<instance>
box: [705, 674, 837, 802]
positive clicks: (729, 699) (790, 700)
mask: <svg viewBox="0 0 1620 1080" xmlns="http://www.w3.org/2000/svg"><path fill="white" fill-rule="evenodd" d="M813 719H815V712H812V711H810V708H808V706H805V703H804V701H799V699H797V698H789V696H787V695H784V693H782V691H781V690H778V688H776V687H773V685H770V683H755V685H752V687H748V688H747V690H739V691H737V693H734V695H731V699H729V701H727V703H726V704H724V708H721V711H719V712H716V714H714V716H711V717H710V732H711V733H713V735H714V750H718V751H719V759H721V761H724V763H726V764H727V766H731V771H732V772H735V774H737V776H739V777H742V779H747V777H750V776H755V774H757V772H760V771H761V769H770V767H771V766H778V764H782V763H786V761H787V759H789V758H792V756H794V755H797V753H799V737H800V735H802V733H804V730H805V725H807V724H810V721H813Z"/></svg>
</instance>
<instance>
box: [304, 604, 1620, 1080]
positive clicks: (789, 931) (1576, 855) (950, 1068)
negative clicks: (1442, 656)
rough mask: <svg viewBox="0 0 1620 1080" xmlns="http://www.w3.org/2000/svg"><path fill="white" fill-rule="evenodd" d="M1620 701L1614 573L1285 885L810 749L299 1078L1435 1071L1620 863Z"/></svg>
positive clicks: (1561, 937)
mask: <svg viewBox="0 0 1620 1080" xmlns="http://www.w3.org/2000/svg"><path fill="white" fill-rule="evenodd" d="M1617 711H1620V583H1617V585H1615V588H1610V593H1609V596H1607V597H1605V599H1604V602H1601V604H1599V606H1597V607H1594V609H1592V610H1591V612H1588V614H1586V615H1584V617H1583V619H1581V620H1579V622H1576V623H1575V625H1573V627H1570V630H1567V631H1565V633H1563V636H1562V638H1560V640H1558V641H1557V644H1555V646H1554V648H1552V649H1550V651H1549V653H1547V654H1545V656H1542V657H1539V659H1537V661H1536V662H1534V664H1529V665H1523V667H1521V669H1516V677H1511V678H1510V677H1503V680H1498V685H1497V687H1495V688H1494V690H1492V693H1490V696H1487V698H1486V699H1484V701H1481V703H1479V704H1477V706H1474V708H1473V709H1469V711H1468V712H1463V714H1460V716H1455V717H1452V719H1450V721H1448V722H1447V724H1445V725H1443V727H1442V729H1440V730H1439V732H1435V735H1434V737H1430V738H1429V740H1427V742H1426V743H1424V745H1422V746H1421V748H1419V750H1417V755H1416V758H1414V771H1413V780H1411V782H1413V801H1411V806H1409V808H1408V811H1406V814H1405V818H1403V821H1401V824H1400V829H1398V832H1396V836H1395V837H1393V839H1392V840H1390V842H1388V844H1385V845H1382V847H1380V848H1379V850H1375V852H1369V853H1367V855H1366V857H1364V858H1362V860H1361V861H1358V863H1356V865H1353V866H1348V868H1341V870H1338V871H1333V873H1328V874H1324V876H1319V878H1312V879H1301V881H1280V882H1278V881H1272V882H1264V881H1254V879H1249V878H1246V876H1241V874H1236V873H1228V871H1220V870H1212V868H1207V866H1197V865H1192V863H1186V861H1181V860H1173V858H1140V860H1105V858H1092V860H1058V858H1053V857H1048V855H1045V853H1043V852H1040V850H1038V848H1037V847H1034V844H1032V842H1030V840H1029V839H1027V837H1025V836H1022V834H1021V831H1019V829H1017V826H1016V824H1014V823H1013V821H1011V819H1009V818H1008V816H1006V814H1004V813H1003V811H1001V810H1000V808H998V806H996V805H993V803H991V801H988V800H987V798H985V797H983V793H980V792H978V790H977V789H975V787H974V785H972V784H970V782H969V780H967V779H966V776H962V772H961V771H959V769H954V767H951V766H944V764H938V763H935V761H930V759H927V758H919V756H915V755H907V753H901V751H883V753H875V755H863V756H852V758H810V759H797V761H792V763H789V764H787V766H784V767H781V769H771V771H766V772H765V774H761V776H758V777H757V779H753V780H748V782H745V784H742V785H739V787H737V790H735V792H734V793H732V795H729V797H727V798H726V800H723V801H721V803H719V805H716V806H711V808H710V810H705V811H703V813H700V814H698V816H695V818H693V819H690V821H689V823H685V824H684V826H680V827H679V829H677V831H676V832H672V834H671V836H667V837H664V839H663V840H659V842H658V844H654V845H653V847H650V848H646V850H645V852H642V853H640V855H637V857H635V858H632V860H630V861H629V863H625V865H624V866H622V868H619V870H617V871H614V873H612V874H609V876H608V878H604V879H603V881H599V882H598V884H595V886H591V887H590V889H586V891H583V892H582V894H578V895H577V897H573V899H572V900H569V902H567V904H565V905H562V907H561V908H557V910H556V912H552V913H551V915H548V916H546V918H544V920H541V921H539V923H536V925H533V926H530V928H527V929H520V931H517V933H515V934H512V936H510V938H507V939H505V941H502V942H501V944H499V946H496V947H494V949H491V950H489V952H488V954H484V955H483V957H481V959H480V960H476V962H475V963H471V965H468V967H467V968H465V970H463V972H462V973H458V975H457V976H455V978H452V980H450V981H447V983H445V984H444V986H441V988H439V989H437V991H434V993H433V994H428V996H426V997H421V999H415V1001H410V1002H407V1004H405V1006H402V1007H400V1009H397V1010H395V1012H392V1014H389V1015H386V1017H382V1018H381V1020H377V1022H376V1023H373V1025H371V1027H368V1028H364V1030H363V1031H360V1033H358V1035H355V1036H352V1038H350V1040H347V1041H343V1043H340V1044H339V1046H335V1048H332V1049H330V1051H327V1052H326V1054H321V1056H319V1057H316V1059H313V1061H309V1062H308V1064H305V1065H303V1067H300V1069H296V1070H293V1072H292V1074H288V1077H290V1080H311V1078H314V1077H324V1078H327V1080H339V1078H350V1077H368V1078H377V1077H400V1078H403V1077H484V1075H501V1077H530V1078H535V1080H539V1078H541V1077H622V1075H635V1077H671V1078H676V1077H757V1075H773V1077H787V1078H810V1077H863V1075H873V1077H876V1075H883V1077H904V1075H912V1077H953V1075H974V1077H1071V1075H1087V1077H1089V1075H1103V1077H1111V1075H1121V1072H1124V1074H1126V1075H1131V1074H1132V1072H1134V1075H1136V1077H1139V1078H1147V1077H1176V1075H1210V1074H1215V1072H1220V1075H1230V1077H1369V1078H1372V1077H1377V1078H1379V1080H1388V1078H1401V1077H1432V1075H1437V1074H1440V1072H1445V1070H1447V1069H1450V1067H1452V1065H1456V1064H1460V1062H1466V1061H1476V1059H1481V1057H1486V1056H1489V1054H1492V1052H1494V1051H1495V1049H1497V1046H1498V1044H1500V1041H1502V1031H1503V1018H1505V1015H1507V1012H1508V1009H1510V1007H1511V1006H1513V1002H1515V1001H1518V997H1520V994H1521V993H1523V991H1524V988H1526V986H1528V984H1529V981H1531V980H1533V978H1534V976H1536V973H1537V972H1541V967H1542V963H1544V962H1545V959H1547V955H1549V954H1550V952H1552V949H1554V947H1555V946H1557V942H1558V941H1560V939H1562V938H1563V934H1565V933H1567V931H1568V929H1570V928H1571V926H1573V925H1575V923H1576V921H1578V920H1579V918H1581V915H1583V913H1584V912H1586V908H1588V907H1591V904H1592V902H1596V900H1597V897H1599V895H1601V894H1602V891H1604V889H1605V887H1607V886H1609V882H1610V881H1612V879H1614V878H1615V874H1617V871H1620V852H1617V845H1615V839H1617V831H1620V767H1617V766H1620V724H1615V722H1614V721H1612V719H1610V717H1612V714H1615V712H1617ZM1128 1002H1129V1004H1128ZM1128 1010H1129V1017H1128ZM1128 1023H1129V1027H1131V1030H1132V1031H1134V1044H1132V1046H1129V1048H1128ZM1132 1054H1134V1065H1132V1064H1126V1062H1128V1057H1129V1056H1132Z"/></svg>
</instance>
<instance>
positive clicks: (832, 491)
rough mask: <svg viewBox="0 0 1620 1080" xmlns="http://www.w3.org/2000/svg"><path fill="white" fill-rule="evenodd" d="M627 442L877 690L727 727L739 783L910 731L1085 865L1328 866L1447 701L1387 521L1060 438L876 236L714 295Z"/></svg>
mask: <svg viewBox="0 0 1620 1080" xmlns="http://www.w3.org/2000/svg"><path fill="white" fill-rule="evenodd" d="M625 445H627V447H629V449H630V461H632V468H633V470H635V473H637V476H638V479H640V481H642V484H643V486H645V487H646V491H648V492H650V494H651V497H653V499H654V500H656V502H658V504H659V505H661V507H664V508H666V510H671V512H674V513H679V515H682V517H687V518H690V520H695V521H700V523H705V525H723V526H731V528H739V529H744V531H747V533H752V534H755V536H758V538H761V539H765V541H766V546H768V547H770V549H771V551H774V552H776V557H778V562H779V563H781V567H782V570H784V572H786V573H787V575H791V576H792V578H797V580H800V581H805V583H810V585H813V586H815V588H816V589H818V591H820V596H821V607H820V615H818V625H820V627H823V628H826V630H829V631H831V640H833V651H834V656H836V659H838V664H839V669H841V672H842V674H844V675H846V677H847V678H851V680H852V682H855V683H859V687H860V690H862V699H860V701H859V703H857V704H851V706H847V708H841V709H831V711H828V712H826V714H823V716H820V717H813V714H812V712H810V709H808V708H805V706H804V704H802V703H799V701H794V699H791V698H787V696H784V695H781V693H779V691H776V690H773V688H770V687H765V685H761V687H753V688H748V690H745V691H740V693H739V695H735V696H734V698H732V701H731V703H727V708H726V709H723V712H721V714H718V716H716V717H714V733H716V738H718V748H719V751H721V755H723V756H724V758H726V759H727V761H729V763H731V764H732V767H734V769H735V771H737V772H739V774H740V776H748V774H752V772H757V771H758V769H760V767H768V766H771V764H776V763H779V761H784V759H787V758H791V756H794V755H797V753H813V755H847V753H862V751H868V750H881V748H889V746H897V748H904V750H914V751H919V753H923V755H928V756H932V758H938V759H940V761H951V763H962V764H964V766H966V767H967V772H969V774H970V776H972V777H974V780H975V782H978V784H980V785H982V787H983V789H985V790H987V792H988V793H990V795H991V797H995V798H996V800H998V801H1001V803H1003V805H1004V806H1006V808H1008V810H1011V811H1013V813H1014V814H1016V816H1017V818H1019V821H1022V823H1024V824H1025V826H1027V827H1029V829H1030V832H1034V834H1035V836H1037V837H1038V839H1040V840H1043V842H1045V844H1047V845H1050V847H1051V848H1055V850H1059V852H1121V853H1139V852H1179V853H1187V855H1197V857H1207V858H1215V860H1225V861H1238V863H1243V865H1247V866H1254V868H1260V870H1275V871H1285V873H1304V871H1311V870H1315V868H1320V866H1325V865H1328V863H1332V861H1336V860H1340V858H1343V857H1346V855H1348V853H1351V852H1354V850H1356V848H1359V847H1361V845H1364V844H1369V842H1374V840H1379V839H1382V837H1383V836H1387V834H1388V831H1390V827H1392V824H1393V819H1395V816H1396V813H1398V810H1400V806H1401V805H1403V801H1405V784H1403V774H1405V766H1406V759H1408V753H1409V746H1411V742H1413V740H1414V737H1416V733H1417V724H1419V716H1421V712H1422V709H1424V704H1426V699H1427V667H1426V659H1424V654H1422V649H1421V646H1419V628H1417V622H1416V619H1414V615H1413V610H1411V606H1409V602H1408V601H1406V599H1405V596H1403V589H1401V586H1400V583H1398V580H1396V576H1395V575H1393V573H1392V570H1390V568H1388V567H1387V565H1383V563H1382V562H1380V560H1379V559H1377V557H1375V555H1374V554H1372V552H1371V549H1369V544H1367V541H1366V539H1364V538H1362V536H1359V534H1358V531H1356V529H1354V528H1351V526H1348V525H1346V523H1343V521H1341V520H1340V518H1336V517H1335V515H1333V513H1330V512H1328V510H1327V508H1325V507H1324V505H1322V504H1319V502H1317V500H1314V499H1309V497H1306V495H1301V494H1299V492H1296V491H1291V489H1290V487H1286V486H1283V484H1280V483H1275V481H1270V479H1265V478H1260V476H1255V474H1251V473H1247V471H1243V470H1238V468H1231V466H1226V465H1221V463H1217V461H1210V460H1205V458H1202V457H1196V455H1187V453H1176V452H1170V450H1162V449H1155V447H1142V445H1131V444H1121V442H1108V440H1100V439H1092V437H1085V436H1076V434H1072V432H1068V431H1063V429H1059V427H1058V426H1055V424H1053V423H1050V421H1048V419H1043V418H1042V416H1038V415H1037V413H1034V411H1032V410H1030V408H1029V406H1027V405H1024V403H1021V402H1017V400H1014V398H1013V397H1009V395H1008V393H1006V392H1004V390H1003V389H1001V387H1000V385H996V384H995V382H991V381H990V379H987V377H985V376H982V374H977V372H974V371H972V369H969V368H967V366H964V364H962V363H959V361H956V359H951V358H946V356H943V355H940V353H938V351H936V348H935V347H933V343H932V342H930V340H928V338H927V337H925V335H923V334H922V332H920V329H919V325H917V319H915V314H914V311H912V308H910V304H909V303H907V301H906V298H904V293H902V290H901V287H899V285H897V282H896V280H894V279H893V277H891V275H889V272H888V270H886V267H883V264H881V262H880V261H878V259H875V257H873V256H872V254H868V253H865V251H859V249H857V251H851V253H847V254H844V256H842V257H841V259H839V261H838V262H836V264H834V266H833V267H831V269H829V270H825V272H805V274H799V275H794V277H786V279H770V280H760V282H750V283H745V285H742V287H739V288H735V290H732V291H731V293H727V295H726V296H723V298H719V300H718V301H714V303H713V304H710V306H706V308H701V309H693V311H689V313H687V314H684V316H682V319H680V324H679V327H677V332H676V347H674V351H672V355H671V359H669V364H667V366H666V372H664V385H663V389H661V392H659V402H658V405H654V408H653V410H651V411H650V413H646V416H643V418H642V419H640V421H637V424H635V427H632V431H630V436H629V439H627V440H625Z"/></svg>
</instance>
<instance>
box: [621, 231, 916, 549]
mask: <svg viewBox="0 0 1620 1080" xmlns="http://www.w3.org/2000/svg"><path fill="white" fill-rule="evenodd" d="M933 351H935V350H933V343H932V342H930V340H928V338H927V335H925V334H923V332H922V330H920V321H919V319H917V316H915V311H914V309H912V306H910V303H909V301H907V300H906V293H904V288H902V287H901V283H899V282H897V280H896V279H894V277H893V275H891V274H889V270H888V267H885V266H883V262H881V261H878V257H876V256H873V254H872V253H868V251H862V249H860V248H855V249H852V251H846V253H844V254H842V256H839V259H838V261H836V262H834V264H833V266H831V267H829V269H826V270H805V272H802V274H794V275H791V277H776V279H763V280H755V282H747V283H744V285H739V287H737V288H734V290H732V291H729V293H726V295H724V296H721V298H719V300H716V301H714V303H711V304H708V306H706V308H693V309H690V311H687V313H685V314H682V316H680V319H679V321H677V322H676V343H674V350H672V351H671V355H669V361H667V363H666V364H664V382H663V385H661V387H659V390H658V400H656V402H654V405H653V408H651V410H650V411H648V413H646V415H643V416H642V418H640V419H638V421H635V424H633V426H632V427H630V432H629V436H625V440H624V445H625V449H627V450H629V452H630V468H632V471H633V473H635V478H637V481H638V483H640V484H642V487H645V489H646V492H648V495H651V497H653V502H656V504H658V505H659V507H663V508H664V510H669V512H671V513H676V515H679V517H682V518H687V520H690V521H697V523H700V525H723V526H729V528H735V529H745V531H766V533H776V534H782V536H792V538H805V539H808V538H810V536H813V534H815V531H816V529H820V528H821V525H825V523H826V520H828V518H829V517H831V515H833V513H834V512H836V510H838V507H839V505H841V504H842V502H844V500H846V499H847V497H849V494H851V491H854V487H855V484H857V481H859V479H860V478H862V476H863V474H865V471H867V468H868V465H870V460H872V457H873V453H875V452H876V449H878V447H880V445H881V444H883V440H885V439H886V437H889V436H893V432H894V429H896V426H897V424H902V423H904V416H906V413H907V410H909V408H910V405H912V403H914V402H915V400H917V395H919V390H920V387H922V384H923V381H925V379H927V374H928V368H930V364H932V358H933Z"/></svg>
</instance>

··········

▶ What is needed: Reproduce verbatim the lines of the listing above, starting at its first line and ending at the line containing "positive clicks: (1561, 937)", with both of those lines included.

▶ Response to this task:
<instance>
box: [705, 674, 837, 802]
positive clicks: (729, 699) (790, 700)
mask: <svg viewBox="0 0 1620 1080" xmlns="http://www.w3.org/2000/svg"><path fill="white" fill-rule="evenodd" d="M813 719H815V712H812V711H810V708H808V706H805V703H804V701H799V699H797V698H789V696H787V695H784V693H782V691H781V690H778V688H776V687H773V685H770V683H755V685H752V687H748V688H747V690H739V691H737V693H734V695H731V699H729V701H727V703H726V704H724V708H721V711H719V712H716V714H714V716H711V717H710V732H711V733H713V735H714V750H718V751H719V759H721V761H724V763H726V764H727V766H731V771H732V772H735V774H737V776H739V777H742V779H747V777H750V776H755V774H757V772H760V771H761V769H770V767H771V766H778V764H782V763H786V761H787V759H789V758H792V756H794V755H797V753H799V737H800V735H802V733H804V730H805V725H807V724H810V721H813Z"/></svg>
</instance>
<instance>
box: [304, 604, 1620, 1080]
positive clicks: (789, 931) (1576, 855) (950, 1068)
negative clicks: (1442, 656)
rough mask: <svg viewBox="0 0 1620 1080" xmlns="http://www.w3.org/2000/svg"><path fill="white" fill-rule="evenodd" d="M1620 701L1614 573L1285 885L810 749L299 1078L1435 1071L1620 863Z"/></svg>
positive clicks: (1561, 937)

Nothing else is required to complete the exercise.